### Texto apresentado

Pandemia Covid-19 e populismos de direita
A chegada da pandemia na Europa alimentou mais uma onda de alarmismo acerca do populismo de direita e do seu aproveitamento das crises derivantes. Como habitual, os alertas recorreram às correspondências com a consolidação dos fascismos nos anos conturbados do princípio do Século XX, num exercício comparativo que - como de costume - simplifica e dificulta a compreensão dos eventos contemporâneos.
Contra estas banalizações, destacamos algumas dimensões da relação complexa entre pandemia e populismo, que podem ajudar a uma melhor orientação. Em primeiro lugar, vale a pena sublinhar que o populismo de direita é um fenómeno plurifacetado em termos de identidades políticas e de posições institucionais ocupadas nesta crise pandémica. Por isso, não existe uma resposta unívoca do populismo, mas, sim, respostas diferentes, dependentes, pelo menos, de três factores: a colocação no poder ou na oposição (Donald Trump nos Estados Unidos não é Santiago Abascal na Espanha); a cultura política (o holandês Geert Wilders não é o húngaro Vítor Orbán); o nível de contágio nacional (a Itália não é a Polónia).
As direitas no poder reagiram à pandemia de três maneiras diferentes. Alguns líderes minimizaram, desde o princípio, o impacto da crise sanitária e fugiram às medidas draconianas, como no caso de Jair Bolsonaro no Brasil, Erdogan na Turquia e Joko Widodo na Indonésia. Outros modificaram o facilitismo inicial, perante o crescimento da curva de contágio, como no caso de Donald Trump nos Estados Unidos e de Boris Johnson no Reino Unido. Outros, ainda, responderam prontamente à crise sanitária, como é o caso dos governos de Hungria, Polónia, Israel e Índia.
Os casos polaco e húngaro são particularmente relevantes pelas críticas aos respectivos governantes de aproveitamento autocrático da crise. Estas acusações ainda estão por provar: na Polónia, as eleições presidenciais de 10 de Maio, apontadas como instrumento do partido de governo PIS para manter-se no poder, foram reenviadas em acordo com a oposição; na Hungria, a governação por decreto prevista pela Lei de 2011 sobre gestão das catástrofes está a ser exercida, como previsto, com a supervisão da Corte Constitucional e do Parlamento regularmente em função. Ou seja, nos dois países não houve nenhuma ruptura constitucional à sombra da pandemia.

### Informação extraída
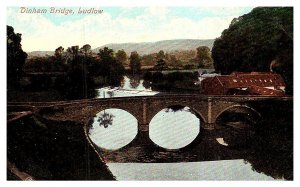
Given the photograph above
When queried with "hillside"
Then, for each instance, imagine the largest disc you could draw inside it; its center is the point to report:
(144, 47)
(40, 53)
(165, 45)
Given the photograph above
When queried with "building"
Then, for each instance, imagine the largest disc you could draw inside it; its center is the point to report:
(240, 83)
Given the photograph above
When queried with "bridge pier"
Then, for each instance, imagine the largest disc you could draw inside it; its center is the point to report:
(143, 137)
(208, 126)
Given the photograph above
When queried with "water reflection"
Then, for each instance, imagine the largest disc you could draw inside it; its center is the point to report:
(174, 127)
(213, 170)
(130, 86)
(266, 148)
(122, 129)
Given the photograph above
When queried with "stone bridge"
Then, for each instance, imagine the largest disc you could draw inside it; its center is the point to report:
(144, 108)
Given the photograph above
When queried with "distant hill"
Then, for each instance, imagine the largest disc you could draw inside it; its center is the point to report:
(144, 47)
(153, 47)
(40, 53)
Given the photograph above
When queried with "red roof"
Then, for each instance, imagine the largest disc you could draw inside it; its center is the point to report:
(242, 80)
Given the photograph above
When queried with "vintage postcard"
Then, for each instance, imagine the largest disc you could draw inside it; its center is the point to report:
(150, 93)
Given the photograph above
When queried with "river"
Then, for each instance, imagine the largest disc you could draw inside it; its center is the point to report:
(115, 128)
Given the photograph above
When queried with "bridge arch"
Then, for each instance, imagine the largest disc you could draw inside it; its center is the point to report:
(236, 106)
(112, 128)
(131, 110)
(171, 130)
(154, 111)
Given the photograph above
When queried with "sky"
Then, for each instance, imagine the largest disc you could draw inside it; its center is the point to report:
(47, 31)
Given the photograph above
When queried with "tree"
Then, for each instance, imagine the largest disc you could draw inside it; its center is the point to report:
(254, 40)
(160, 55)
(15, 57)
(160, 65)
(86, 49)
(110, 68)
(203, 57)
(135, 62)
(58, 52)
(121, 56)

### Tarefa a realizar
Retome o texto sobre a pandemia e os populismos de direita e prossiga-o a partir da última frase apresentada. As linhas não intervêm no que aqui se pede.

### Resposta à tarefa
As direitas na oposição também assumiram posturas diferentes perante a crise. Na Europa do Sul, os partidos populistas Fratelli d"Italia e Lega (Itália), Vox (Espanha) e Chega (Portugal), assumiram uma linha de crítica contundente aos respectivos governos nacionais. Pelo contrário, Marine Le Pen na França, Norbert Hofer na Áustria e Nigel Farage no Reino Unido não hostilizaram demasiado os governos, embora tenham avançado críticas e sugestões. Finalmente, os Democratas Suecos de JimmieÅkesson suportaram abertamente as medidas do governo social-democrata.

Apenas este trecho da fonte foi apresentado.